- Home media release cover art
- Starring: Rodger Corser; Nicole da Silva; Ryan Johnson; Tina Bursill; Hayley McElhinney;
- No. of episodes: 10

Release
- Original network: Nine Network
- Original release: 6 August – 8 October 2018

Season chronology
- ← Previous Season 2Next → Season 4

= Doctor Doctor season 3 =

The third season of Doctor Doctor (known as The Heart Guy outside of Australasia), an Australian drama television series, premiered on Nine Network on 6 August 2018.

This season marks the final appearance of Steve Bisley as the character of Jim Knight is killed off in the first episode.

== Cast ==
=== Main ===
- Rodger Corser as Hugh Knight
- Nicole da Silva as Charlie Knight (née Pereira)
- Ryan Johnson as Matt Knight
- Tina Bursill as Meryl Knight
- Hayley McElhinney as Penny Cartwright
- Chloe Bayliss as Hayley Mills Knight
- Matt Castley as Ajax Cross Knight
- Belinda Bromilow as Betty Bell
- Brittany Clark as Mia Halston
- Charles Wu as Ken Liu

=== Special guest ===
- Steve Bisley as Jim Knight (episode 1)

=== Recurring and guest===

- Annie Byron as Vivian (3 episodes)
- Lester Morris as Gordon (2 episodes)
- Uli Latukefu as Darren (3 episodes)
- Vince Colosimo as Carlito (3 episodes)
- Annabel Wolfe as Ivy Win (3 episodes)
- Genevieve Hegney as Harriet (2 episodes)
- Ellis Watts (3 episodes)
- Winta McGrath as Floyd (2 episodes)

DATA EXTRACT -
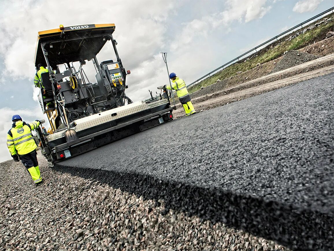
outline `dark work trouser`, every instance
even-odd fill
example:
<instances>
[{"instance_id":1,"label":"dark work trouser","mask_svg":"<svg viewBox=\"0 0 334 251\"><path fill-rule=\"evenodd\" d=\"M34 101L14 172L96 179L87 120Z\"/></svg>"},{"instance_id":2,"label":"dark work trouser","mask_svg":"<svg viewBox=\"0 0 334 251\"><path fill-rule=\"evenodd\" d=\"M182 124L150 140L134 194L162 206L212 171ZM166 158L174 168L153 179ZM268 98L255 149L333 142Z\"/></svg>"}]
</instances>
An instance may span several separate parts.
<instances>
[{"instance_id":1,"label":"dark work trouser","mask_svg":"<svg viewBox=\"0 0 334 251\"><path fill-rule=\"evenodd\" d=\"M42 181L37 160L37 153L35 150L28 153L20 155L21 161L29 172L31 178L35 183Z\"/></svg>"}]
</instances>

WHAT IS EXPECTED - Summarize the text on Doctor Doctor season 3 in two sentences. The records are separate from the text and are not related to it.

REPLY - The third season of the Australian drama Doctor Doctor, known as The Heart Guy outside Australasia, premiered on the Nine Network on 6 August 2018 and ran for 10 episodes until 8 October 2018. It was Steve Bisley's final appearance, because his character, Jim Knight, is killed off in the first episode.